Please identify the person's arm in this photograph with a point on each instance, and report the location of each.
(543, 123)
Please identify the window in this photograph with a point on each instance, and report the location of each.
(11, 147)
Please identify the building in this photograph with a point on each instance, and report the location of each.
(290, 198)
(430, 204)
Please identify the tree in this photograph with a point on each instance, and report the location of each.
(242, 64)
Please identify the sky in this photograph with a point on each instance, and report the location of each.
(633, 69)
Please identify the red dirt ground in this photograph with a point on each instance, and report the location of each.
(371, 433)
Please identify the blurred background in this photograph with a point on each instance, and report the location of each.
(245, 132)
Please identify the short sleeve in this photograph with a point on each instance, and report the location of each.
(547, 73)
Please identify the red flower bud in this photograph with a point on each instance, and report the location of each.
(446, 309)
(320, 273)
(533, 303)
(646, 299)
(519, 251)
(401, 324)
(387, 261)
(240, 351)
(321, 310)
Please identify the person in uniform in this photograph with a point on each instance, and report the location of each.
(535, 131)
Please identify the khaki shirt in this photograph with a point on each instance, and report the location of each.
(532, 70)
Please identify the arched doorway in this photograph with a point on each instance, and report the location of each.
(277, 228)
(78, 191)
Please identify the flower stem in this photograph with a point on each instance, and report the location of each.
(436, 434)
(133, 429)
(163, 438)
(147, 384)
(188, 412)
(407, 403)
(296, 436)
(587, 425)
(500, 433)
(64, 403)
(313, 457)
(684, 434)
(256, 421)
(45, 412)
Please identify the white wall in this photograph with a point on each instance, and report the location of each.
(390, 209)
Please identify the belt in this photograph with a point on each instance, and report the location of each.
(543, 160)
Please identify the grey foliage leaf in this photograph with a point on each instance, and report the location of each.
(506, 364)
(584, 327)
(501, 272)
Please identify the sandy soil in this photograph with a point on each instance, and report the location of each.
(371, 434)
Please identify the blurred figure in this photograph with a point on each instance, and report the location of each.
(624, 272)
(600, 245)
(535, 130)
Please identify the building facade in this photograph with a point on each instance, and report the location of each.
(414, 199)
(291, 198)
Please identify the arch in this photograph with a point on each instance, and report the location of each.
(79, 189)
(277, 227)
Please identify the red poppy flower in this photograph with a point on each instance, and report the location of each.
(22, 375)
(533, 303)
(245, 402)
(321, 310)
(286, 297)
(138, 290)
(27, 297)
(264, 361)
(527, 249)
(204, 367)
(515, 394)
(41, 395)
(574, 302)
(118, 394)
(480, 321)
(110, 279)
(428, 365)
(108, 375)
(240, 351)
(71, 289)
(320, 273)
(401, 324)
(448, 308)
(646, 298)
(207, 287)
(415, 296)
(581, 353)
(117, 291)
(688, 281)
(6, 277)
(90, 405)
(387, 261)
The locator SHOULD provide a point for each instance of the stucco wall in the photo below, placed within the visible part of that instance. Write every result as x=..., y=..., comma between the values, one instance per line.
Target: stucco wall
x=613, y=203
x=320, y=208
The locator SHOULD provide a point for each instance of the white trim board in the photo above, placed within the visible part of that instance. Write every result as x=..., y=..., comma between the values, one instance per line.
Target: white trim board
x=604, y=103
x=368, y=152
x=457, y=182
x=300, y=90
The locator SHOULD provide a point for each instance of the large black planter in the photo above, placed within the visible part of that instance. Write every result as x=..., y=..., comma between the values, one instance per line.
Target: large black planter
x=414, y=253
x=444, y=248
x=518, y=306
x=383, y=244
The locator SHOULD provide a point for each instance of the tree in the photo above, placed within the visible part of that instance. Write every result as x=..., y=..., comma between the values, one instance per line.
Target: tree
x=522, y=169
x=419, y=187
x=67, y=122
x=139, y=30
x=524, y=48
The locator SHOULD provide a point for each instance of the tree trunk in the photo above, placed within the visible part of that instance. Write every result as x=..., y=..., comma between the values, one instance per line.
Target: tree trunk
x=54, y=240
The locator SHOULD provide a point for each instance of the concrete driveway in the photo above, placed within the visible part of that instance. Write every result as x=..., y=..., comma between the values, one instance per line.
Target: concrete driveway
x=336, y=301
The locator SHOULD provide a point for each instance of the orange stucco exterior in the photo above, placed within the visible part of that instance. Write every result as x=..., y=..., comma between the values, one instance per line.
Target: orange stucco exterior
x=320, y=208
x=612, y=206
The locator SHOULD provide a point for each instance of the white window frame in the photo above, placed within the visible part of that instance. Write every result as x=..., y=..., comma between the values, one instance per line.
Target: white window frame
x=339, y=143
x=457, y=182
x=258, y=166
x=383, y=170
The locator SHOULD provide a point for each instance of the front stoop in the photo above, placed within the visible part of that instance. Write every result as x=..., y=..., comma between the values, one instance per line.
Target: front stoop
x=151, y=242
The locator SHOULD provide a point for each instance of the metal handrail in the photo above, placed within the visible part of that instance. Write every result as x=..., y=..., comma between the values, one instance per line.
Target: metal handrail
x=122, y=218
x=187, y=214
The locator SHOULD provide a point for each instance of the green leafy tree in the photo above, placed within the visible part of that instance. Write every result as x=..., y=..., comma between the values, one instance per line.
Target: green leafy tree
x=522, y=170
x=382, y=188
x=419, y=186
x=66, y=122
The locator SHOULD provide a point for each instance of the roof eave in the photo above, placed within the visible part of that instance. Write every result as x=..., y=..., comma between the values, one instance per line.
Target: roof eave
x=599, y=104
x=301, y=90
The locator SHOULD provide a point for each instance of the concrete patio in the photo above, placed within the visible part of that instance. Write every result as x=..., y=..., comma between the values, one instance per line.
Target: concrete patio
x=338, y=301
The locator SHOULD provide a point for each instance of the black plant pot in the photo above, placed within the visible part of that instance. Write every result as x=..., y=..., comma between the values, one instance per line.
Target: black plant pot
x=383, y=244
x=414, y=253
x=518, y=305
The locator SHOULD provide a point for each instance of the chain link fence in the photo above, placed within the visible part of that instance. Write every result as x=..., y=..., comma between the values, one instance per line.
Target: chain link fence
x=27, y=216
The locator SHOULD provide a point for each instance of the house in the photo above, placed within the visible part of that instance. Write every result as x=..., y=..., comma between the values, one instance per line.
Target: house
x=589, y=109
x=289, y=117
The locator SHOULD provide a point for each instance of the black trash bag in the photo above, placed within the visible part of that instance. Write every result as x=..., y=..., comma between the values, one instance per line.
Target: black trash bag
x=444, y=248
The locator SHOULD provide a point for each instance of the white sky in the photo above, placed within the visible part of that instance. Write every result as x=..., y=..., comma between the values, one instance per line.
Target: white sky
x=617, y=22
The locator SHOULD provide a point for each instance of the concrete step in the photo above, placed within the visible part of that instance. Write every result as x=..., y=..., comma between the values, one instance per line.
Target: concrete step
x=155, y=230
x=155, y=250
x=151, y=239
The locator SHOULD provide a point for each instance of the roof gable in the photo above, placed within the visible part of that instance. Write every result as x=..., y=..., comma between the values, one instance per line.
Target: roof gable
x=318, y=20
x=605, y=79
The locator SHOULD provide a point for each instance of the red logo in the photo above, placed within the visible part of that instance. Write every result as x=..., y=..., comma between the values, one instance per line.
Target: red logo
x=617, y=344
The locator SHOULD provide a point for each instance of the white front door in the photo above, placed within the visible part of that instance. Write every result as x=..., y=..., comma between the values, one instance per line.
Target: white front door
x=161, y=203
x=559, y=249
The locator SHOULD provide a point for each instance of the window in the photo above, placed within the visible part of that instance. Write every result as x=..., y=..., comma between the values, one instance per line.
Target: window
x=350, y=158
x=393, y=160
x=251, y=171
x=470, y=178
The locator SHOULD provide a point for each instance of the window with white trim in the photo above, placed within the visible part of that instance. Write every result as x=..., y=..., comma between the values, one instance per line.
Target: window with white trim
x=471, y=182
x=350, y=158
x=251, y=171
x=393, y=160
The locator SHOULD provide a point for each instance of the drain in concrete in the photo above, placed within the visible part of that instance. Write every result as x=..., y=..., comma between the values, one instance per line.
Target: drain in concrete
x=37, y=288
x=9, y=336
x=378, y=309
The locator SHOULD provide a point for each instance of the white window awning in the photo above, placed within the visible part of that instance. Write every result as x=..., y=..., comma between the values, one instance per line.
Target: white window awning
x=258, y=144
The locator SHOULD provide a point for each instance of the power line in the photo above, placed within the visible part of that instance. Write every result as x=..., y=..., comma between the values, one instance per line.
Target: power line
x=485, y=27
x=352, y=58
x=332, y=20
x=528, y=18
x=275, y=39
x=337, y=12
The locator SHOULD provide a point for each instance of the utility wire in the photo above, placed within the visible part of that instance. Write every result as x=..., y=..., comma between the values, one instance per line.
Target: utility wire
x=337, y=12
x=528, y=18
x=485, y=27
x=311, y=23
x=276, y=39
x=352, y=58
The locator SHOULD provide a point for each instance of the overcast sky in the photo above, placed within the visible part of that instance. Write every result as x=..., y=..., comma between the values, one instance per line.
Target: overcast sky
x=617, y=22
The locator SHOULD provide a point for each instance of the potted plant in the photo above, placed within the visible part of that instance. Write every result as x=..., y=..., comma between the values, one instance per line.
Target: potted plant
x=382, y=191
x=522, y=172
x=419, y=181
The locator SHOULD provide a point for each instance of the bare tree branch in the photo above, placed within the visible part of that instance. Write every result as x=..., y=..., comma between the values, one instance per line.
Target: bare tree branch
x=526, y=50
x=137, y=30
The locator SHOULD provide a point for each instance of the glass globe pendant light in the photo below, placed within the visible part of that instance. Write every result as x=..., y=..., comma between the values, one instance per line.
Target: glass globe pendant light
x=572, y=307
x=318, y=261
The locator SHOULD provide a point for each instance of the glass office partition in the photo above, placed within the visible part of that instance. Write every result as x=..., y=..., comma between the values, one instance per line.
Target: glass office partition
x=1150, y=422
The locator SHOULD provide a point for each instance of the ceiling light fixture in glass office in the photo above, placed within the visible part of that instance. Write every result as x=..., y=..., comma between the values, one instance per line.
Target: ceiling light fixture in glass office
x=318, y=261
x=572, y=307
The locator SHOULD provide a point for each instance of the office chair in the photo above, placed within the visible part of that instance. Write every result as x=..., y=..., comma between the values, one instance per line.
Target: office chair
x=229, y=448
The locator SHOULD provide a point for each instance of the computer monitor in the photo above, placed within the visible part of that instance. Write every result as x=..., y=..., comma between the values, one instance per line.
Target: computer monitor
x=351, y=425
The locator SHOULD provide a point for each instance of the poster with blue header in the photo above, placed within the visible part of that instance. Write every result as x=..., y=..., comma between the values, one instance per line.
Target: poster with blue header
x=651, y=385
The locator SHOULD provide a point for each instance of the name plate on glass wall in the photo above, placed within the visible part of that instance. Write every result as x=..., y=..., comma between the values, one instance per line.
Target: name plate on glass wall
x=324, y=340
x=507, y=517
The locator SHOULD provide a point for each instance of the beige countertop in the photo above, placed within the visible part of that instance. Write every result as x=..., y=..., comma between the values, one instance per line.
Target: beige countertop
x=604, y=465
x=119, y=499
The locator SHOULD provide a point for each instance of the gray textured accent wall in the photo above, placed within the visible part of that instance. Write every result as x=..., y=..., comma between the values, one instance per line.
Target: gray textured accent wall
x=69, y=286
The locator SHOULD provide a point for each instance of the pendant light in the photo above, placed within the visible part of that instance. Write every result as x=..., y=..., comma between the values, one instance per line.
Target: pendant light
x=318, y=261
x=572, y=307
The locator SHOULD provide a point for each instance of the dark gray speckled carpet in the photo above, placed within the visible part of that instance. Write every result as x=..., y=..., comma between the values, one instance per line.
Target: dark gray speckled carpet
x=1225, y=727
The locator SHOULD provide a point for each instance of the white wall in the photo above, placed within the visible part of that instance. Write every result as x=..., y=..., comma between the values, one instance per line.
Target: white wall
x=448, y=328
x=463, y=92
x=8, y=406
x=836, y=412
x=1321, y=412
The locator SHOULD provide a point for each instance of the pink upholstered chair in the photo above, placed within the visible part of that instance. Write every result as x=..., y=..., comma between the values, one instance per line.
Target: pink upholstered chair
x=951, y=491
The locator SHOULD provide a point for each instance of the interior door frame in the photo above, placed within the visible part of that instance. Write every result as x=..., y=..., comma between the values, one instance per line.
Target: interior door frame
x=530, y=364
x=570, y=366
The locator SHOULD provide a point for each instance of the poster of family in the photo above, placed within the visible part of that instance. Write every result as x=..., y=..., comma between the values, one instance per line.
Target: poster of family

◇ ◇ ◇ ◇

The expected answer is a copy of every line in the entries that holds the word "family".

» Task answer:
The locator SHOULD provide a point for each instance of the poster of family in the photo above, placed within the visible part of that instance. Write every result as x=..., y=..., comma between the values, one instance per line.
Target: poster of family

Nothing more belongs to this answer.